* _Task requirements_
#1 In the article on body orientation, at what angle do people stand to each other in friendly encounters to avoid seeming aggressive?
#2 Retype the passage of the article on body orientation from "This gives you" to "walked away from.".

* _Study text_
How the Body Points to Where the Mind Wants to Go
6 min read
Overview
Often the body goes one way while the mind goes another. You can be talking with someone who seems to be enjoying your company — head turned toward you, smiling, nodding — and still sense they would rather be somewhere else. A still photograph of that moment usually reveals the split: the head and facial signals point at you, but the body and feet point away, either toward another person or toward the nearest exit.
The direction in which a person points their body or feet is a signal of where they would prefer to be going. The head can be turned politely to acknowledge you while the torso and feet betray the real intention. Two men talking in a doorway illustrate the pattern: the listener's head turns to acknowledge the speaker, but his body stays pointed in the direction he wants to continue. A mutually interesting conversation can only take place once he turns his body toward the other man.
This gives you a usable diagnostic. In any face-to-face meeting, when someone has decided to end the conversation or wants to leave, they turn their body or feet to point toward the nearest exit. If that is happening in a conversation involving you, it is your cue to either do something to re-engage the person — or terminate the conversation on your own terms, so that you keep control rather than being walked away from.
Key takeaways
Mental model
What body angles say
The distance between people signals their degree of interest or intimacy, and the angle at which they orient their bodies adds a second layer of nonverbal clues to attitude and relationship.
Open Positions
Most animals signal an intention to fight by approaching head-on, and the challenged animal reciprocates by also standing head-on. An animal that wants to inspect another at close range without attacking approaches side-on, the way friendly dogs do. The same is true of humans. A speaker who takes a strong attitude while standing straight and facing the listener directly is perceived as aggressive; a speaker who delivers exactly the same message with the body pointed away from the listener is seen as confident and goal-oriented, not aggressive.
To avoid coming across as aggressive in friendly encounters, we stand with our bodies angled at forty-five degrees to each other, which forms a 90-degree angle between them. Two people angled this way point their bodies toward an imaginary third point, forming a triangle. The angle indicates a non-aggressive conversation, and the matched stance often shows similar status through mirroring. The triangle also invites a third person to join: add a fourth and a square forms; a fifth and sixth produce either a circle or two new triangles.

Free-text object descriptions
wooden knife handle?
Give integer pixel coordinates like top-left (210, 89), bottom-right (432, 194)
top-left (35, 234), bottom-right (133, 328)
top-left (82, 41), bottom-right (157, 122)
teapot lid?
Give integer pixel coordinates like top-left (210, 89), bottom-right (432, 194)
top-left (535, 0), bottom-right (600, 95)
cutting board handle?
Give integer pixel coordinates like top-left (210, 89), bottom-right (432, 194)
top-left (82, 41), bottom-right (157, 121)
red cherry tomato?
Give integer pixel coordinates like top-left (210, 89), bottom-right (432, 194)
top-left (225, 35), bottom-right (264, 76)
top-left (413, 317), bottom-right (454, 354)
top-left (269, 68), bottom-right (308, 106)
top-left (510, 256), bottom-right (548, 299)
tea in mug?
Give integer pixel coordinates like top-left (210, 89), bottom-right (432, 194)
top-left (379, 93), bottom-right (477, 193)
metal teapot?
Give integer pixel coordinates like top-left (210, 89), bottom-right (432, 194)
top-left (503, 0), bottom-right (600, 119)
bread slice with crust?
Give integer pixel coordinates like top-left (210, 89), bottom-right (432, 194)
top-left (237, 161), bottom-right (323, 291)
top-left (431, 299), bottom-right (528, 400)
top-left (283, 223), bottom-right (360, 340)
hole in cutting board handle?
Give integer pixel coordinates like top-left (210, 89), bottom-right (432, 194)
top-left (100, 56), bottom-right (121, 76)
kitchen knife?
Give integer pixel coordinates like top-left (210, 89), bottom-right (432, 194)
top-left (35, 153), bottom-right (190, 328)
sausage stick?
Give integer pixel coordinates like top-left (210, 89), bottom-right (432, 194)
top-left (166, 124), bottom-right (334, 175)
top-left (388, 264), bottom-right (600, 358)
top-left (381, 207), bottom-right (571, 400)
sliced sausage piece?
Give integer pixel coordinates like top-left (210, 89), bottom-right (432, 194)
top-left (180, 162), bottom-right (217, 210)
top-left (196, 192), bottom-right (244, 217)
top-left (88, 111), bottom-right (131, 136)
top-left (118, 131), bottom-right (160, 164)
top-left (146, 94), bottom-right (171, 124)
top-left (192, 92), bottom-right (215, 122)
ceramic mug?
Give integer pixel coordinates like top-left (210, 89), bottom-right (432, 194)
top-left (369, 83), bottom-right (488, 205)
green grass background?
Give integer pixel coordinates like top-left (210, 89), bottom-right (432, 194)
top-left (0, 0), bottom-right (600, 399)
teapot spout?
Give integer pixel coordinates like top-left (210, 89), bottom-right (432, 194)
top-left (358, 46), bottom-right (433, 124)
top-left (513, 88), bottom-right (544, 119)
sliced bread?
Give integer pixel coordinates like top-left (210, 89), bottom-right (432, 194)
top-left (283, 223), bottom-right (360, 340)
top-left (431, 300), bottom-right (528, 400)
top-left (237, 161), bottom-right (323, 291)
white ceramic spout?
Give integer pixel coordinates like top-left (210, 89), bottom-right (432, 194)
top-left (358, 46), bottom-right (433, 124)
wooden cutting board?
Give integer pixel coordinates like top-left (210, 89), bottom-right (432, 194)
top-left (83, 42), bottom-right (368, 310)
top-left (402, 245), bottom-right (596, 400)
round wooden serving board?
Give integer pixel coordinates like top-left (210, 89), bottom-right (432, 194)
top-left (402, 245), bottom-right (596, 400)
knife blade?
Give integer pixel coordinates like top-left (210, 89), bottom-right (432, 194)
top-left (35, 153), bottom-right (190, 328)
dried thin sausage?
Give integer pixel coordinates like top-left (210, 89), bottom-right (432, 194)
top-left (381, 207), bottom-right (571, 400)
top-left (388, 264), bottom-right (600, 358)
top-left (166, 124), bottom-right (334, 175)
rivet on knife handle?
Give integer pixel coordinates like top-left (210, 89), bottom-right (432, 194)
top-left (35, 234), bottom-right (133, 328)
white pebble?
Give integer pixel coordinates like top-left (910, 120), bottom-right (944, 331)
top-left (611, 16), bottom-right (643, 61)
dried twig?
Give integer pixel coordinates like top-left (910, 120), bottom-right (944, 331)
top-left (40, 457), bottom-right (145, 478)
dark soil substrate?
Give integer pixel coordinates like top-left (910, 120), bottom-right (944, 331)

* _Written answers_
#1 They stand with their bodies angled at forty-five degrees to each other, forming a 90-degree angle between them.

#2
This gives you a usable diagnostic. In any face-to-face meeting, when someone has decided to end the conversation or wants to leave, they turn their body or feet to point toward the nearest exit. If that is happening in a conversation involving you, it is your cue to either do something to re-engage the person — or terminate the conversation on your own terms, so that you keep control rather than being walked away from.